**Task prompt:**
Locate the line with "Category: riverbank" in the material. Copy that line and each one after it, through the last, exactly and with nothing else.

======== Entries

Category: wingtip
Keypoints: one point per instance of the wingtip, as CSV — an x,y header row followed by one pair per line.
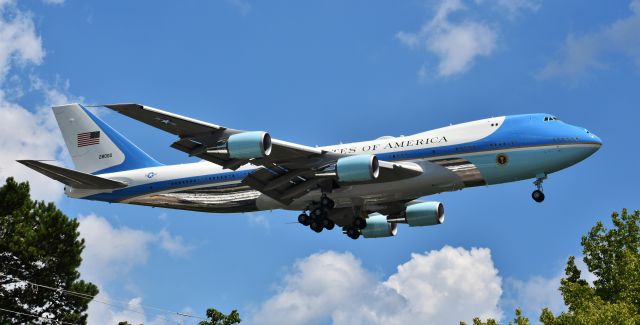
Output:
x,y
122,106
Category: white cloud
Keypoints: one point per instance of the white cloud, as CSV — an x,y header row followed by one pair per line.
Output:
x,y
19,42
174,245
535,294
24,133
131,311
53,2
457,44
439,287
581,55
111,253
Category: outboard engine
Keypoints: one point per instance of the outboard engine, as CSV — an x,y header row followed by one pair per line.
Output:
x,y
248,145
358,168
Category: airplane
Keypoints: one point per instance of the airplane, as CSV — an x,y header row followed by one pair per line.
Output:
x,y
366,188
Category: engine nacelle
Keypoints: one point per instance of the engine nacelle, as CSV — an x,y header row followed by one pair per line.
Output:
x,y
425,214
378,226
248,145
357,168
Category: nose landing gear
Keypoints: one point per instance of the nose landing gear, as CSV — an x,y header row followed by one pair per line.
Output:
x,y
538,195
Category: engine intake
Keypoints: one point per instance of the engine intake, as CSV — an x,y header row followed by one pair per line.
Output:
x,y
378,226
248,145
358,168
425,214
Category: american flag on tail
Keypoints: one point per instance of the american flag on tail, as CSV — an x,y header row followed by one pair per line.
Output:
x,y
88,138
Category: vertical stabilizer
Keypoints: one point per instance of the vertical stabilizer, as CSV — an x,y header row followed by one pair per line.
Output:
x,y
94,146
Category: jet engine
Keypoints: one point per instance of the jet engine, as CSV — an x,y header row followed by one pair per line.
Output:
x,y
248,145
378,226
358,168
424,214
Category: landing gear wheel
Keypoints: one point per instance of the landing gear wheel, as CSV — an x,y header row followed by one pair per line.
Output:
x,y
353,233
315,226
537,196
327,203
360,223
328,224
304,219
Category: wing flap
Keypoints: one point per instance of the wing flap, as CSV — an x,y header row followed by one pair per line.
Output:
x,y
72,178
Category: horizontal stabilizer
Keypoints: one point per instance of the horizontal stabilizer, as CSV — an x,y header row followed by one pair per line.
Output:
x,y
72,178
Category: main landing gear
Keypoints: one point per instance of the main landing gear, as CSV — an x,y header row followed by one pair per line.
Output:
x,y
353,231
538,195
318,217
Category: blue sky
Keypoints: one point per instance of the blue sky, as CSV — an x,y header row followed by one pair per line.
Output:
x,y
321,73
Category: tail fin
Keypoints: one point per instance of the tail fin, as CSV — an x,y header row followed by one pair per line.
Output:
x,y
94,146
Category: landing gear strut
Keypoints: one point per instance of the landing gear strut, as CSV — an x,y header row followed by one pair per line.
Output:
x,y
318,217
538,195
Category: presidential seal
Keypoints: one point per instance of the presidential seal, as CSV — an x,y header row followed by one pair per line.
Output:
x,y
502,159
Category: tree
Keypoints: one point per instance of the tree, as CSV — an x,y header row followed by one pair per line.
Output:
x,y
218,318
519,320
613,256
41,245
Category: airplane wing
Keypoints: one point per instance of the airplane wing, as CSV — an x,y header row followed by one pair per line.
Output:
x,y
289,170
72,178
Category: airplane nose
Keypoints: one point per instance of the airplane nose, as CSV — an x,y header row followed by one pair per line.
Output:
x,y
593,138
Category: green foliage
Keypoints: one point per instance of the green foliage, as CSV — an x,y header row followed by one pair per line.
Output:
x,y
218,318
613,256
519,320
39,244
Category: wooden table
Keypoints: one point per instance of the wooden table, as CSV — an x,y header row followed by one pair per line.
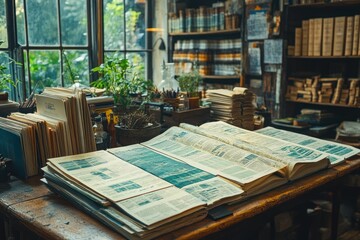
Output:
x,y
31,207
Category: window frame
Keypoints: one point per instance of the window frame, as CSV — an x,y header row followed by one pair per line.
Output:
x,y
94,47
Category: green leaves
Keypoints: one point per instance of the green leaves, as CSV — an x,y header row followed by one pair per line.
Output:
x,y
121,80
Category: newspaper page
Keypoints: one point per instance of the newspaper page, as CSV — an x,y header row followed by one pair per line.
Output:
x,y
107,175
211,190
169,203
217,164
338,152
295,156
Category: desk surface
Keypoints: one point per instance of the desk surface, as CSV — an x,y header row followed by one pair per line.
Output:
x,y
51,217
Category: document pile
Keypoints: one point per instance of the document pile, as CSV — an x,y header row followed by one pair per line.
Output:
x,y
233,106
61,126
146,190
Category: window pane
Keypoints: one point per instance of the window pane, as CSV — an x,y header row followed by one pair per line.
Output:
x,y
4,67
45,68
42,22
3,25
135,25
113,24
26,68
73,22
20,22
76,66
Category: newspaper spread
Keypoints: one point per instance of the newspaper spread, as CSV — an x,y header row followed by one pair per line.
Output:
x,y
205,186
105,174
300,160
120,181
337,152
245,168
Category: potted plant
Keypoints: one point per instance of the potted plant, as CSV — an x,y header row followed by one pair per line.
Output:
x,y
6,81
122,81
189,82
136,127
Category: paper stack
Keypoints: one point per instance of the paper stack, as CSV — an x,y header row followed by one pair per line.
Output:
x,y
233,106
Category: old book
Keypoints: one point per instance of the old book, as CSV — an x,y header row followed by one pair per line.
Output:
x,y
355,44
349,35
305,37
298,33
327,37
300,160
338,91
311,37
337,152
318,26
339,36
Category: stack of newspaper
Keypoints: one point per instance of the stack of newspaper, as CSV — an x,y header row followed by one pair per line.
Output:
x,y
233,106
173,180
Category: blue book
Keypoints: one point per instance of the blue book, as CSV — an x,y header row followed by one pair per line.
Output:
x,y
12,148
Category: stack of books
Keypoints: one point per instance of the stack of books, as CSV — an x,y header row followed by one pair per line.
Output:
x,y
335,36
233,106
61,126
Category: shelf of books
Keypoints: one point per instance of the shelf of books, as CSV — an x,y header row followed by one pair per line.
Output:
x,y
216,32
320,4
208,35
325,104
323,55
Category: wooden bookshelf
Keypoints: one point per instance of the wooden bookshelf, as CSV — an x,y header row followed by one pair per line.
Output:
x,y
325,104
217,32
337,56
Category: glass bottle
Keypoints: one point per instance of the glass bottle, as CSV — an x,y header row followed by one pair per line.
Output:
x,y
100,134
183,102
104,121
112,131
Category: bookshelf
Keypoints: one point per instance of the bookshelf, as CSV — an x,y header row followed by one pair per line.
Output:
x,y
208,34
323,58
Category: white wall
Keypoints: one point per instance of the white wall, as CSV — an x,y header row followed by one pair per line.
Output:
x,y
160,21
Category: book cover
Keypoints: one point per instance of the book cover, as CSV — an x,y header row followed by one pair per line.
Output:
x,y
327,37
13,148
349,35
339,36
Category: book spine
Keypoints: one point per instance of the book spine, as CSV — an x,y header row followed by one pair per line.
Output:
x,y
311,37
349,35
305,37
328,35
339,35
298,38
318,22
356,35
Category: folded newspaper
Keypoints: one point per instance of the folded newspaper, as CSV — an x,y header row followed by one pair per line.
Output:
x,y
146,190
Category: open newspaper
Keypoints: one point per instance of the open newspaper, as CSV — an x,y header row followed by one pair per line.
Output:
x,y
300,160
255,174
142,193
337,152
207,187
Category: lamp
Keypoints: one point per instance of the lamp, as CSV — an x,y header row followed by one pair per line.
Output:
x,y
162,46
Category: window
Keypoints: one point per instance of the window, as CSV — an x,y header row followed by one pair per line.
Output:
x,y
124,30
54,42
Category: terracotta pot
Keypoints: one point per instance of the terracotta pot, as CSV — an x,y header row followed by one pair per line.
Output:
x,y
132,136
194,102
4,96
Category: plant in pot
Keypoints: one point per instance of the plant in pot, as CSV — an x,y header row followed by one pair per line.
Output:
x,y
6,81
121,80
189,82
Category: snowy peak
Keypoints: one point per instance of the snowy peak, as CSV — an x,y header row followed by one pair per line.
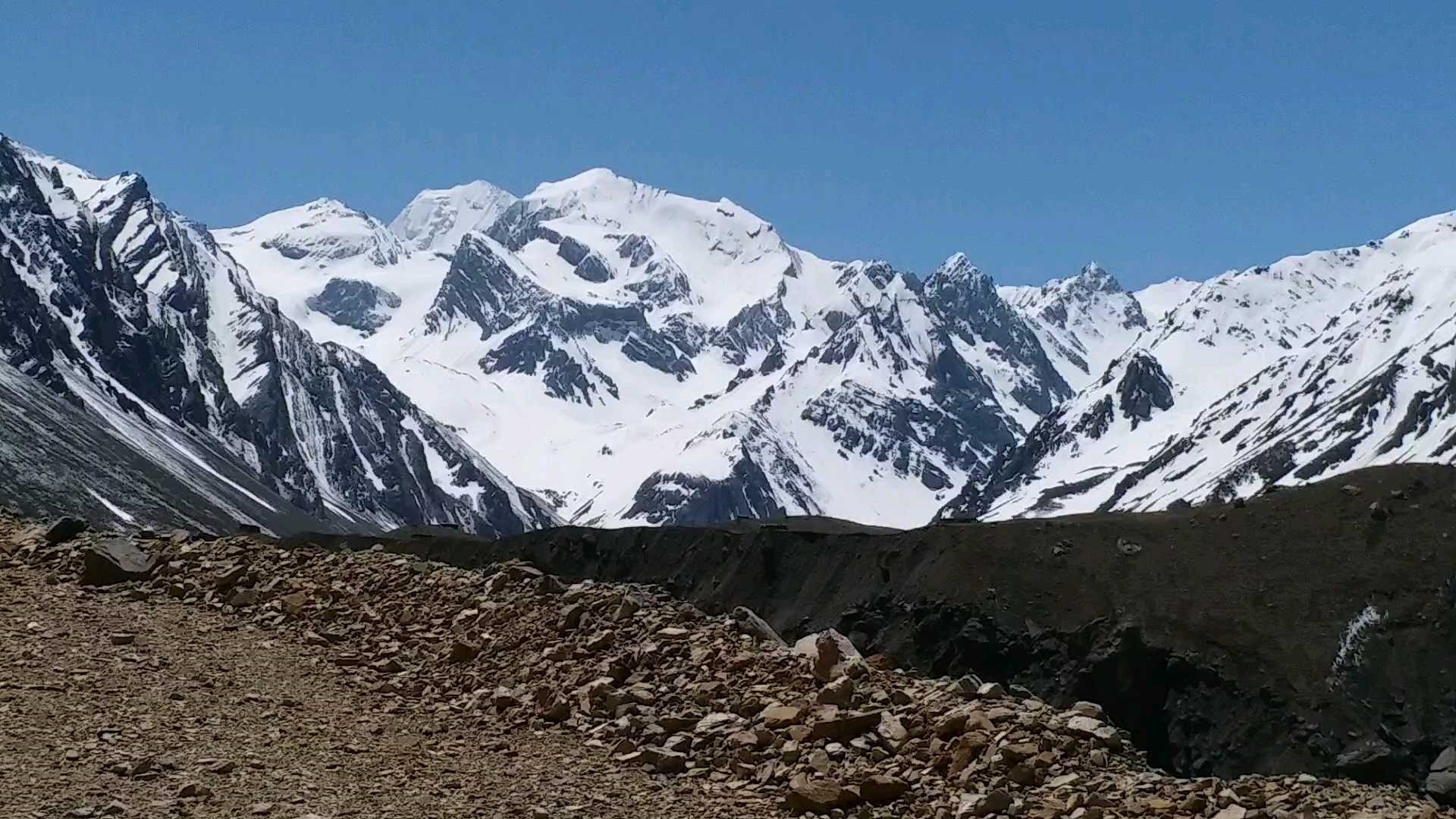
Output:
x,y
1084,321
437,219
321,232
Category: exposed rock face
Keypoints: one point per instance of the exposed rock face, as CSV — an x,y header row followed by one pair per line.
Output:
x,y
115,560
354,303
1144,388
1062,611
150,327
1276,375
672,691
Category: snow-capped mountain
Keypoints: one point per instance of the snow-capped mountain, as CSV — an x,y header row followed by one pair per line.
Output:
x,y
1273,375
1082,322
136,318
637,356
641,356
437,221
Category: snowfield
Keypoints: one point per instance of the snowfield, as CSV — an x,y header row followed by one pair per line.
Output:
x,y
609,353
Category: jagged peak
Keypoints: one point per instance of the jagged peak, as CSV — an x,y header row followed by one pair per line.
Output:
x,y
601,183
438,218
322,231
1097,278
957,273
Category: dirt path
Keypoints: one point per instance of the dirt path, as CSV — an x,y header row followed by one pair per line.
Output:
x,y
256,725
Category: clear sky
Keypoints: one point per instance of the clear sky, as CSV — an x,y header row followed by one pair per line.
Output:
x,y
1159,139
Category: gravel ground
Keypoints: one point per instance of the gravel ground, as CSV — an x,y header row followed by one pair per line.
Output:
x,y
196,703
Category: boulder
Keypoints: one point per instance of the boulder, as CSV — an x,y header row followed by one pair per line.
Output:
x,y
816,795
837,692
64,529
1442,786
830,653
755,626
115,560
880,789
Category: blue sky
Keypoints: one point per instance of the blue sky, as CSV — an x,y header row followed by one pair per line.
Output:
x,y
1159,139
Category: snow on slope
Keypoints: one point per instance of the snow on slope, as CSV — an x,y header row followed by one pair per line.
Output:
x,y
437,219
136,315
1285,373
1163,297
642,356
1084,322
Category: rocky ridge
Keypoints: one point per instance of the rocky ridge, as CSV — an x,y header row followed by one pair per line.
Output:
x,y
661,687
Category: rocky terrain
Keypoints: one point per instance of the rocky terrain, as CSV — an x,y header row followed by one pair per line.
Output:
x,y
149,675
609,353
1203,632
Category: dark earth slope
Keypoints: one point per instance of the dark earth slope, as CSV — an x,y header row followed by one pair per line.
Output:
x,y
1222,637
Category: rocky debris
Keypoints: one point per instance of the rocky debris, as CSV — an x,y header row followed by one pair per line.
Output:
x,y
755,626
115,560
1440,783
666,689
830,654
64,529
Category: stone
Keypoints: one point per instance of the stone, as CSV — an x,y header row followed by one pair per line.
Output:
x,y
462,651
242,598
629,605
880,789
837,692
1442,784
778,717
986,805
814,795
830,653
64,529
232,576
892,730
664,761
571,617
294,604
756,627
1445,761
115,560
194,790
846,726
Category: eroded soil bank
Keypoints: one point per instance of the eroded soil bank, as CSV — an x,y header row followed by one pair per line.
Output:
x,y
1304,632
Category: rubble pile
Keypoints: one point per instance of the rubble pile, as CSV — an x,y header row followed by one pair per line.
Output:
x,y
657,684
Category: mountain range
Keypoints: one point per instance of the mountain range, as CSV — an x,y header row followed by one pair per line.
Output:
x,y
609,353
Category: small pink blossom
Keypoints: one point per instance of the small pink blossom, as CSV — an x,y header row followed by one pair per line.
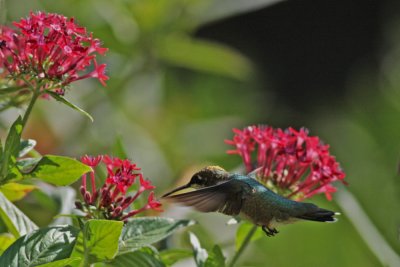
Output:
x,y
51,51
111,200
296,163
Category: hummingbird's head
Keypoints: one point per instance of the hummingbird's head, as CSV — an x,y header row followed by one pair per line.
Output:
x,y
206,177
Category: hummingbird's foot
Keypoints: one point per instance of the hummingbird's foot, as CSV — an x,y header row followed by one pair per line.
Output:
x,y
269,231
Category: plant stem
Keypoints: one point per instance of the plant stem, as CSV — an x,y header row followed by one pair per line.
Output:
x,y
35,96
243,245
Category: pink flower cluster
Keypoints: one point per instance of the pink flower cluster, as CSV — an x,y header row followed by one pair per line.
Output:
x,y
296,163
112,200
50,50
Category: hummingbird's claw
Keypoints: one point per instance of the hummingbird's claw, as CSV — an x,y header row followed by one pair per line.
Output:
x,y
269,231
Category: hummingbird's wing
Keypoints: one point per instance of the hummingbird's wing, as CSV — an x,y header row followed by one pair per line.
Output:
x,y
226,197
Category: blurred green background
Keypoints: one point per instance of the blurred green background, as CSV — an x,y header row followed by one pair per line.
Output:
x,y
183,73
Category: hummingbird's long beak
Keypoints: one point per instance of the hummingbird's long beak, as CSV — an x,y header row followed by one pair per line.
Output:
x,y
176,190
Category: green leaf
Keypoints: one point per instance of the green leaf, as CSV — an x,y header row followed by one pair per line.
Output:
x,y
16,221
26,165
215,258
204,56
221,9
140,232
69,104
41,246
98,241
171,256
58,170
143,258
200,254
62,263
6,240
15,191
11,149
242,232
26,146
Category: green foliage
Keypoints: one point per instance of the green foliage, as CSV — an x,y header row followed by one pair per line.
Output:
x,y
15,191
16,222
204,258
171,256
40,247
26,146
58,170
98,241
69,104
145,257
5,241
215,258
140,232
10,153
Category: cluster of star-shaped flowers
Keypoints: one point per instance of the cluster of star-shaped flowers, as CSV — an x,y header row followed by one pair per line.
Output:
x,y
291,162
50,51
112,201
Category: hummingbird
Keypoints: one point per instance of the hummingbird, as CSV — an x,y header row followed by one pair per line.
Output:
x,y
213,189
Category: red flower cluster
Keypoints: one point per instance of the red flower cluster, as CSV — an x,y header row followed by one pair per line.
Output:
x,y
111,200
297,164
50,50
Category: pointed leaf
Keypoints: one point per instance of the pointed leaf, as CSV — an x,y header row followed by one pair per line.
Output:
x,y
215,258
11,148
6,240
27,165
143,258
200,254
26,146
171,256
62,263
69,104
140,232
41,246
98,241
204,56
58,170
15,191
16,221
221,9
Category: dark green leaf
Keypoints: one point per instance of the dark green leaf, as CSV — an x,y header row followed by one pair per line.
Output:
x,y
244,228
221,9
204,56
58,170
69,104
62,263
15,191
26,146
171,256
6,240
98,241
215,258
140,232
11,149
41,246
200,254
16,221
143,258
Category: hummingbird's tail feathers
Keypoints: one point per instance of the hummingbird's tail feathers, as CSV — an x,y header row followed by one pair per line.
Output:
x,y
319,215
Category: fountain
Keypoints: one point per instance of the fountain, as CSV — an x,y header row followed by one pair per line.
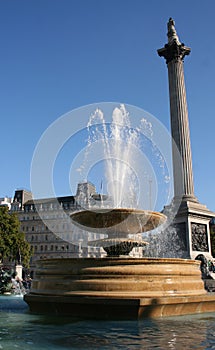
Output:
x,y
118,286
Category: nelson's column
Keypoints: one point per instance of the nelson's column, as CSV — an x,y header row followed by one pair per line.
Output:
x,y
192,218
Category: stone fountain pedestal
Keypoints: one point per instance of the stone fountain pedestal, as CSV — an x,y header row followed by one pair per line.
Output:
x,y
119,288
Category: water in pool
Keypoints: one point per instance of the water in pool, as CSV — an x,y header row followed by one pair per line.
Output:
x,y
20,329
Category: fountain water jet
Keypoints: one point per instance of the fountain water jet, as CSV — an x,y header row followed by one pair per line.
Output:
x,y
118,286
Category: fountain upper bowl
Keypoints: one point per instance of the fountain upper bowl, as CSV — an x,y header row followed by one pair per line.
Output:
x,y
120,220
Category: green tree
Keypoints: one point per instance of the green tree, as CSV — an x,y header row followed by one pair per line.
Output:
x,y
13,245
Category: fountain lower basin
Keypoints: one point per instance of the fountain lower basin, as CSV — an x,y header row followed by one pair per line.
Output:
x,y
119,288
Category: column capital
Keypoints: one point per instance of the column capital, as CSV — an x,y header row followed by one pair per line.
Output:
x,y
174,49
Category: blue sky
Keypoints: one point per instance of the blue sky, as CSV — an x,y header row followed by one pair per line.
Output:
x,y
58,55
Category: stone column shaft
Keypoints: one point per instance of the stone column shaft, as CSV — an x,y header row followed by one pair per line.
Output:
x,y
183,173
174,53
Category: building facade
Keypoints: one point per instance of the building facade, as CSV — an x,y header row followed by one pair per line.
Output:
x,y
47,225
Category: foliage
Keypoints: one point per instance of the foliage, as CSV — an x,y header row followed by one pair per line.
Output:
x,y
13,245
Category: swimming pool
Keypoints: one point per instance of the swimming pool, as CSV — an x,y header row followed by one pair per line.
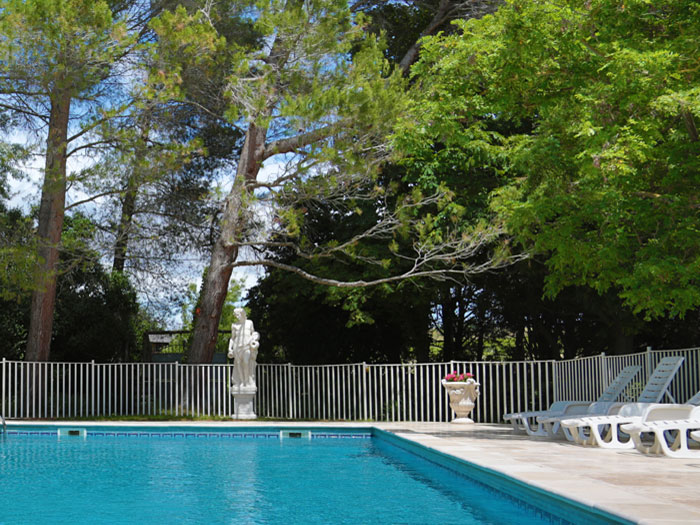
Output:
x,y
202,475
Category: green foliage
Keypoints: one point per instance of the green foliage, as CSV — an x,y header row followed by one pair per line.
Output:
x,y
305,323
589,110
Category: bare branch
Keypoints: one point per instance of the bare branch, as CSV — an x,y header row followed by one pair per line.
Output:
x,y
297,142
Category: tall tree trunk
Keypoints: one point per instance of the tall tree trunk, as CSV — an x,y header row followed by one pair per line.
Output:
x,y
51,213
125,221
129,199
225,250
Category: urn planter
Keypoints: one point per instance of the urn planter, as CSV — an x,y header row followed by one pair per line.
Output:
x,y
462,396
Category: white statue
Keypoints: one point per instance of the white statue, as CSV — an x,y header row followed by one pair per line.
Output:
x,y
243,349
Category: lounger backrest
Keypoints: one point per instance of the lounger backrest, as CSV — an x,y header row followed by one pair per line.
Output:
x,y
658,383
619,384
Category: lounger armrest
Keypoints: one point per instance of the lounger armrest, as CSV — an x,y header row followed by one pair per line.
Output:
x,y
668,411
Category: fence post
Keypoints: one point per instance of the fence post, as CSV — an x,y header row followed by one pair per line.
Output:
x,y
364,390
603,374
2,392
176,380
290,391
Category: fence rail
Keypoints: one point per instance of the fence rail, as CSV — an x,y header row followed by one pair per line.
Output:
x,y
354,392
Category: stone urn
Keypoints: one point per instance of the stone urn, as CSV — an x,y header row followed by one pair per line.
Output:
x,y
463,396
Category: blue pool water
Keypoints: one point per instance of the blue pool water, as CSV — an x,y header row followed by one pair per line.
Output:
x,y
217,478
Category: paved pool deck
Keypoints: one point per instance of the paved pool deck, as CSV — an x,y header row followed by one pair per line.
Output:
x,y
644,489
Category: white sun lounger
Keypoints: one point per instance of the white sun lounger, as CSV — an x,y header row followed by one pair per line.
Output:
x,y
670,428
604,429
528,421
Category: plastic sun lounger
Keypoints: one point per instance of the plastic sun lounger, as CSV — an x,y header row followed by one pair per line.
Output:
x,y
670,427
528,421
604,429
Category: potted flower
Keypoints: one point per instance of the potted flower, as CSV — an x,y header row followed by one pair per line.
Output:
x,y
463,391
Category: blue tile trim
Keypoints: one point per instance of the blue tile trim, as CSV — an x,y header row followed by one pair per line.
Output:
x,y
192,435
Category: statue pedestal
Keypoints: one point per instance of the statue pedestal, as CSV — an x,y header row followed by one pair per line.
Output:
x,y
462,395
244,403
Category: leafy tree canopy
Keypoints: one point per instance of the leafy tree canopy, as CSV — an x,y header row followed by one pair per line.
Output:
x,y
600,101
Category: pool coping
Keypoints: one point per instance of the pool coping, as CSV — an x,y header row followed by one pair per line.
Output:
x,y
533,462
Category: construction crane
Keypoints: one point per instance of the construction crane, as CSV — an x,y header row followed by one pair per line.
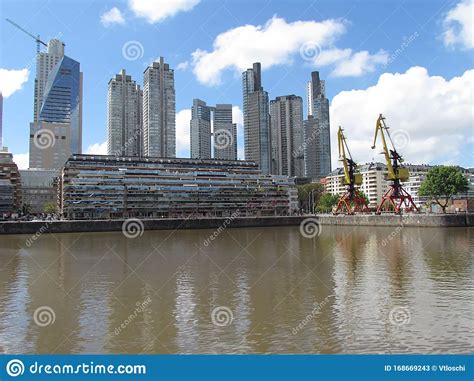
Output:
x,y
352,200
396,198
36,38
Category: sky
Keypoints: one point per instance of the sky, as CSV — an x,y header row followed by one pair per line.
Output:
x,y
412,61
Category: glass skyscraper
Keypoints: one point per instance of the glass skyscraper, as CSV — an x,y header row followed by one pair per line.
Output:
x,y
56,132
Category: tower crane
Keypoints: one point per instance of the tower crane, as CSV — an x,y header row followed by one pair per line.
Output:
x,y
396,196
36,38
352,200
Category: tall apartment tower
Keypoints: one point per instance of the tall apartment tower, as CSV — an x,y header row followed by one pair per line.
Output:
x,y
200,130
225,133
45,62
317,147
159,111
124,116
287,135
257,137
56,132
1,120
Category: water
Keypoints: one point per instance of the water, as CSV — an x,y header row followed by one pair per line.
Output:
x,y
348,290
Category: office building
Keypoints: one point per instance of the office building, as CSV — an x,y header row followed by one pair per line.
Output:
x,y
159,111
39,189
45,62
257,139
10,185
287,135
124,116
1,120
56,132
225,133
109,187
317,130
200,133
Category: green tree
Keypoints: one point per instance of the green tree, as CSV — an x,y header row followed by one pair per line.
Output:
x,y
442,183
50,208
309,195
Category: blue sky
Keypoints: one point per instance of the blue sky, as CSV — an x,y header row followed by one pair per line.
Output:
x,y
411,60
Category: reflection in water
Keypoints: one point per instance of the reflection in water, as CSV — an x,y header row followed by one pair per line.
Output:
x,y
335,293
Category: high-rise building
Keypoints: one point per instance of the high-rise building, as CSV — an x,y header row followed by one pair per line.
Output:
x,y
317,139
313,91
45,62
124,116
10,184
200,130
257,139
225,133
287,135
159,111
1,120
56,132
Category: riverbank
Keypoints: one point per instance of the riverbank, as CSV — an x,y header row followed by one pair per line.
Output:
x,y
413,220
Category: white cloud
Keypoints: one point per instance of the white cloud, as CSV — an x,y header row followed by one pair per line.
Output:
x,y
183,118
430,117
22,160
349,64
154,11
274,43
458,25
182,65
12,80
113,16
97,149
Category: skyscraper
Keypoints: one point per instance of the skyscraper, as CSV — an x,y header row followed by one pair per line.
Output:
x,y
159,111
225,133
287,135
317,130
257,138
1,120
45,62
124,116
200,130
56,132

================

**Solution below:**
Category: riverbank
Keypoints: one point per instance of the riverbank, as CSV — an x,y header row followed by one pair per line.
Output:
x,y
413,220
Category: white cloud
Keypoints: one point per instance of the white cloud, as CSV — an x,y header row followed by one pair per line.
Output:
x,y
183,118
430,117
22,160
349,64
154,11
274,43
458,25
182,65
12,80
113,16
97,149
Category: skyscraper
Keypoints: one point per instance of the skyscraper, as CSV — an x,y header row followed by one pair per line.
Output:
x,y
159,111
225,133
287,135
317,130
257,138
1,120
45,62
124,116
200,130
56,132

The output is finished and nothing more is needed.